● REQUIRED ACTIONS:
1: Decide whether each statement agrees with the Thomas Cox article, and answer yes or no, quoting the deciding words: (a) Cox served as a state senator in the 1st General Assembly of Illinois. (b) When the Cox family came to the Illinois Territory, they settled in Springfield. (c) The taxes Cox collected were paid in fur pelts.
2: Output the part of the Thomas Cox article between "Thomas Cox (1787" and "land speculation deals.", inclusive.

= Thomas Cox (politician) =

American politician

Thomas Cox (1787 – November 9, 1844) was an American pioneer, politician, and surveyor from what is now Kentucky. His family moved to the Indiana Territory, where Cox joined the territory militia. He was promoted to a lieutenant colonel and may have seen service in the War of 1812. After the war, he became a surveyor to help support his family. He also served in county politics until the state of Illinois was formed in 1818. Cox was elected to its 1st General Assembly as a state senator, serving for two years. He then worked as Register of the U.S. Land Office in Springfield, Illinois, but fell into debt after some poor land speculation deals.

Cox served again in the militia near the end of the Black Hawk War, then was appointed a surveyor of the resulting Black Hawk Purchase. He settled in Jackson County and was elected to the Iowa Territory house of representatives for three one-year terms. In 1840, Cox led a posse against a group of outlaws in what would become known as the Bellevue War. Cox was elected to the state assembly as a councilman in 1842 and served one two-year term.

==Early life==
Thomas Cox was born in Kentucky Territory, Virginia, in 1787 to Robert and Jane (Robinson) Cox. The Cox family moved to the Illinois Territory in the winter after its creation in 1809, settling in Kaskaskia. Cox assisted in taking the 1810 United States census and collected taxes, paid at the time in fur pelts. He was serving as Sheriff of Randolph County when he decided to join the militia.

● DATASET EXCERPT:

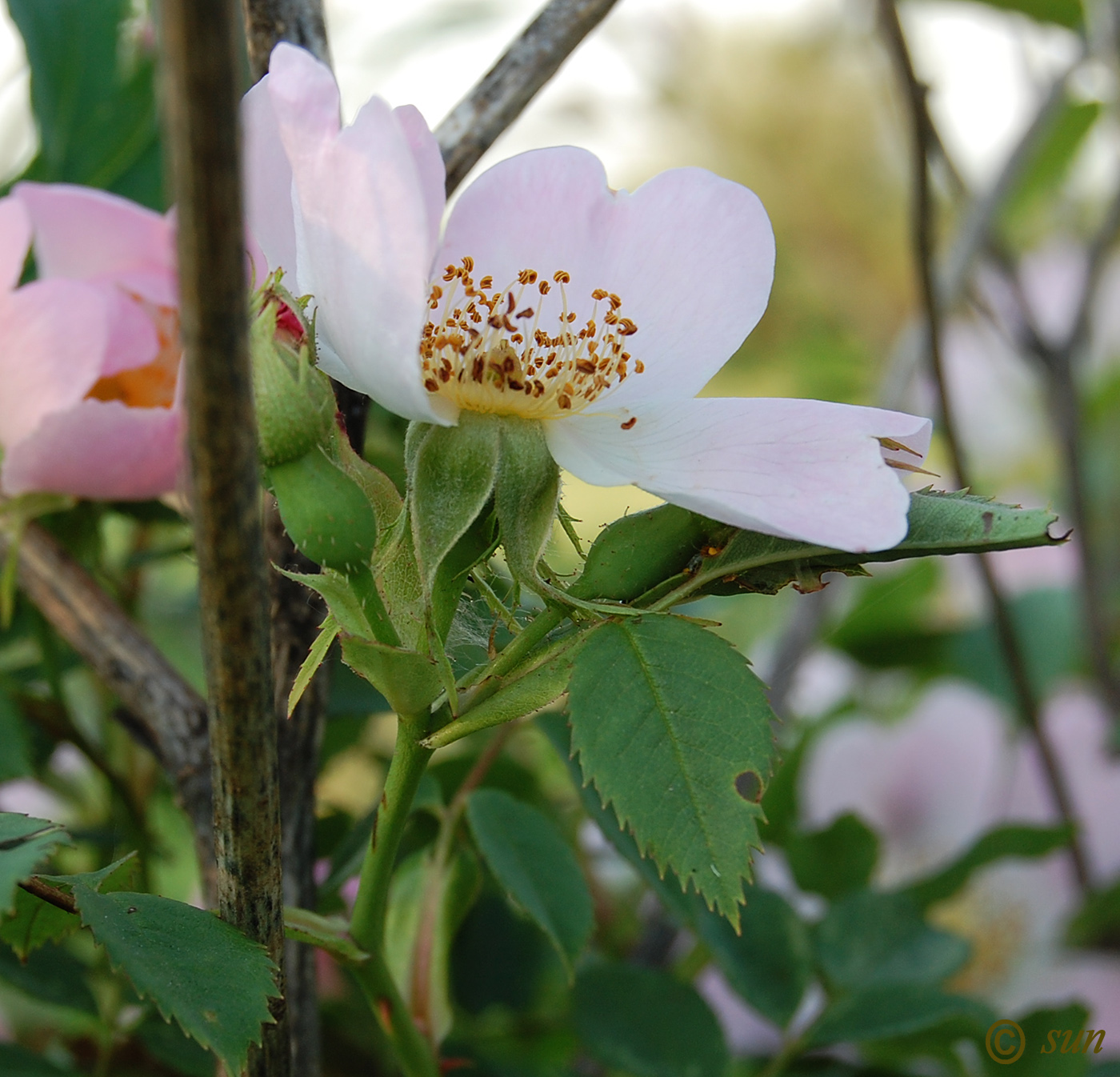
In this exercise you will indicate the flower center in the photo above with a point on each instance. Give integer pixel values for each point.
(496, 351)
(151, 386)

● EXERCISE ANSWERS:
1:
(a) Yes: "Cox was elected to its 1st General Assembly as a state senator, serving for two years."
(b) No: "settling in Kaskaskia."
(c) Yes: "collected taxes, paid at the time in fur pelts."

2:
Thomas Cox (1787 – November 9, 1844) was an American pioneer, politician, and surveyor from what is now Kentucky. His family moved to the Indiana Territory, where Cox joined the territory militia. He was promoted to a lieutenant colonel and may have seen service in the War of 1812. After the war, he became a surveyor to help support his family. He also served in county politics until the state of Illinois was formed in 1818. Cox was elected to its 1st General Assembly as a state senator, serving for two years. He then worked as Register of the U.S. Land Office in Springfield, Illinois, but fell into debt after some poor land speculation deals.